Stated task: The listing below should be written out exactly; please include all of it.

>> START Input records

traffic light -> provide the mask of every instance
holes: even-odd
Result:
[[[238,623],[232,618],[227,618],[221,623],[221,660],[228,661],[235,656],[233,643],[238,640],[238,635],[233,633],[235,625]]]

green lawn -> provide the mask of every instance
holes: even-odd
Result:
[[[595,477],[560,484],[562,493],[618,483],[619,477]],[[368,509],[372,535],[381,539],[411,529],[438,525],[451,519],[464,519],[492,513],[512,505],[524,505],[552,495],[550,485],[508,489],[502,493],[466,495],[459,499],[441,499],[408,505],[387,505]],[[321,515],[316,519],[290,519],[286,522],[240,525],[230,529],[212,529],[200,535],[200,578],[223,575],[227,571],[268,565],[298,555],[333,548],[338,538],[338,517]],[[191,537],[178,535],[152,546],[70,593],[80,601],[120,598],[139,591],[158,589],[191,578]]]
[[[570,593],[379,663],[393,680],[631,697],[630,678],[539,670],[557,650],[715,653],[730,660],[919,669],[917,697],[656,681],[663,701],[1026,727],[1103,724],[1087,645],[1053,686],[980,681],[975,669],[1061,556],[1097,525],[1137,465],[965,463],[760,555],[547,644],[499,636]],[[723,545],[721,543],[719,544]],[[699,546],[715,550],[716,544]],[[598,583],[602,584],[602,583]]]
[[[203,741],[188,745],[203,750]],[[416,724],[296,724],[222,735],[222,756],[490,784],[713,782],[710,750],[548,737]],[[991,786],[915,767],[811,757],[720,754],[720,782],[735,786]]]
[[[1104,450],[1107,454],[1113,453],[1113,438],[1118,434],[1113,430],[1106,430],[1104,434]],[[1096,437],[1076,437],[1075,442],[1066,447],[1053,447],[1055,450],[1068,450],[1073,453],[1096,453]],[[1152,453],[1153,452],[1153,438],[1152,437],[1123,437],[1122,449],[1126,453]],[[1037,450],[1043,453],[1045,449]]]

>> END Input records

Response below:
traffic light -> provide the mask of every instance
holes: even-odd
Result:
[[[238,623],[232,618],[227,618],[221,623],[221,660],[228,661],[235,656],[233,643],[238,640],[238,635],[233,633],[235,625]]]

green lawn -> provide the mask of every instance
holes: even-odd
Result:
[[[595,477],[560,484],[562,493],[618,483],[619,477]],[[368,509],[372,535],[381,539],[411,529],[438,525],[451,519],[464,519],[492,513],[512,505],[524,505],[552,495],[550,485],[508,489],[502,493],[466,495],[459,499],[441,499],[408,505],[387,505]],[[321,515],[316,519],[290,519],[286,522],[240,525],[230,529],[212,529],[200,535],[200,578],[223,575],[227,571],[268,565],[298,555],[333,548],[338,538],[338,517]],[[191,537],[178,535],[152,546],[70,593],[80,601],[120,598],[139,591],[158,589],[191,578]]]
[[[570,593],[379,663],[393,680],[631,697],[630,678],[539,670],[557,650],[715,653],[730,660],[919,669],[917,697],[656,681],[663,701],[1026,727],[1103,724],[1087,645],[1053,686],[980,681],[975,669],[1061,556],[1097,525],[1137,465],[965,463],[760,555],[547,644],[499,636]],[[723,545],[721,543],[719,544]],[[699,546],[715,550],[716,544]],[[598,583],[602,584],[602,583]]]
[[[203,741],[188,745],[203,750]],[[416,724],[296,724],[222,735],[222,756],[490,784],[713,782],[710,750],[548,737]],[[991,786],[915,767],[811,757],[720,754],[720,782],[735,786]]]
[[[1104,450],[1107,454],[1113,453],[1113,438],[1118,434],[1113,430],[1106,430],[1104,434]],[[1096,437],[1076,437],[1075,442],[1066,447],[1053,447],[1055,450],[1068,450],[1073,453],[1096,453]],[[1152,453],[1153,452],[1153,438],[1152,437],[1123,437],[1122,449],[1126,453]],[[1037,450],[1043,453],[1045,449]]]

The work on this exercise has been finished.